→ **EXERCISE GOAL**: Update the records below by replacing "thickest" with "widest" wherever it appears. Leave every other word unchanged.

>> Start INPUT DATA

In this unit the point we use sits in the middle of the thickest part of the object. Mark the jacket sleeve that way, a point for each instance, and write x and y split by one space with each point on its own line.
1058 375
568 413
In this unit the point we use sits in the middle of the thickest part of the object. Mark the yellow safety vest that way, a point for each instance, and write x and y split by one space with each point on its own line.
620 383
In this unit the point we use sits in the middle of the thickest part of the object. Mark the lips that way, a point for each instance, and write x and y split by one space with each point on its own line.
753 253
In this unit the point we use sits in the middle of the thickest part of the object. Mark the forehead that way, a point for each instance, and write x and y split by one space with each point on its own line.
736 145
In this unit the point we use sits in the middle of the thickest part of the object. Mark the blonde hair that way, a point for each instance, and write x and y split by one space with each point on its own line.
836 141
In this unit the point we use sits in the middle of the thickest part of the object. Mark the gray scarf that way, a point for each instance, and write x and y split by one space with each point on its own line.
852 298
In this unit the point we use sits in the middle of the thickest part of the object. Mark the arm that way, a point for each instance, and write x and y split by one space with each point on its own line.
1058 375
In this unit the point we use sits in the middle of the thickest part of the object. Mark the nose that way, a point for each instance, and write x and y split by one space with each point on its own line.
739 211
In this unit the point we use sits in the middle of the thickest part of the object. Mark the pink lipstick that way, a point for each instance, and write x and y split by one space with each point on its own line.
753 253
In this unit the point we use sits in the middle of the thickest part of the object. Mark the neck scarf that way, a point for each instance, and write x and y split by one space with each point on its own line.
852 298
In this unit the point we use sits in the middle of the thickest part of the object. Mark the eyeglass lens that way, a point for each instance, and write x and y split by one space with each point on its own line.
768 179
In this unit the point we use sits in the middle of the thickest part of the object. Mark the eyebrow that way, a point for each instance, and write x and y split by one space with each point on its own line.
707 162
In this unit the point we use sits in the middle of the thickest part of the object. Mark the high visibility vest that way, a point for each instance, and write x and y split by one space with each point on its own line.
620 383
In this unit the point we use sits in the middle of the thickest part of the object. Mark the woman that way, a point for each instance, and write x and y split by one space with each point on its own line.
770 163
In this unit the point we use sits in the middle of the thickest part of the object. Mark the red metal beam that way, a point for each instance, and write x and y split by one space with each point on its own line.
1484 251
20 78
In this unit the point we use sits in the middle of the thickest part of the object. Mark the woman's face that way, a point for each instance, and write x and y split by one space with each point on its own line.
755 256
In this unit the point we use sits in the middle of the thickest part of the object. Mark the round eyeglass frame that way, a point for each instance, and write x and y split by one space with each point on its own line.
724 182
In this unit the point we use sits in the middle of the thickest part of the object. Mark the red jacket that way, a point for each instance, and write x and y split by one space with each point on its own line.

>> End INPUT DATA

→ **OUTPUT BELOW**:
In this unit the point we use sits in the middle of the widest part of the object. Mark the jacket sleeve that way, a point for each instance, and write x and y split by one space with each point on its own line.
1058 375
568 413
In this unit the point we use sits in the middle of the widest part of the object. Mark the yellow safety vest that way, a point for each instance, and write x and y split by one space with each point on its own line.
620 383
In this unit the point we use sits in the middle of the widest part of the object. Mark the lips that way, a point for each instance, and write x and y split by one space with each point on its own line.
753 253
In this unit the point we use sits in the middle of the widest part of the object. Mark the forehead that way, a point for each instance, and write x and y split by one space with each point on its own line.
736 145
In this unit the point we use sits in the middle of the widest part of the object. Mark the blonde hair that way, a point for each instance, and write x and y split by one space with each point on its own line.
836 141
In this unit the point we use sits in the middle of the widest part of the object. Mark the gray scarf that way, a point for each instance, and write x and y split by one space with each point on its own line.
852 298
In this unit the point we use sits in the middle of the widest part of the object. Mark the arm that way, a point for each instance, and write x and y split by one space with each point on its own line.
1058 375
In this unit the point we use sits in the middle of the widest part of the object. Mark the nose that way, a point for each instance, and write x and y split by one space with each point on its own line.
739 211
In this unit the point we use sits in the middle of the widest part of the object. Mark the pink lipstick that way, a point for each instance, and write x and y split by one space with each point on its own line.
753 253
In this unit the point we use sits in the middle of the widest part of the object. Mark the neck scarf that way, a point for each instance, and write x and y split by one space with each point on its own line.
852 298
In this unit the point we use sits in the middle of the widest part of the object. Mark the eyeglass lens that way, a point for each instance, and write x and y split by one space with each point on its own line.
768 179
In this unit the point we use sits in the middle of the widest part of the object. Mark the eyebrow that way, a point for each instance, and write x and y split by one space with each point on its own line.
707 162
In this unit the point we use sits in the middle of the widest part of the object. Mark the high visibility vest that way, a point for each instance, and write x and y split by one space with each point on its own line.
620 383
In this unit the point we use sits in the middle of the widest part of the object. Mark the woman that way, a point for each instance, and write x and y split by one space with each point on its own line.
770 163
In this unit the point we use sits in the middle of the widest part of the object. Mark the red metal beam that way, a point for each instance, and write x and y split by one space with each point on its own line.
1484 251
20 78
In this unit the point we use sits in the middle of the widest part of the object. Mark the woman's face that way, a point for each instance, and write x and y split by one space with each point on its own line.
755 256
In this unit the point we use sits in the middle of the widest part of the object. Mark the round eyeglass frame that way, a point for each instance, and write x and y split by one space with each point on its own line.
724 182
In this unit the point we use sits in the middle of the widest part of the object. Mark the red jacket that way, a point for each instance, and write x and y split by one space with each point on its own line.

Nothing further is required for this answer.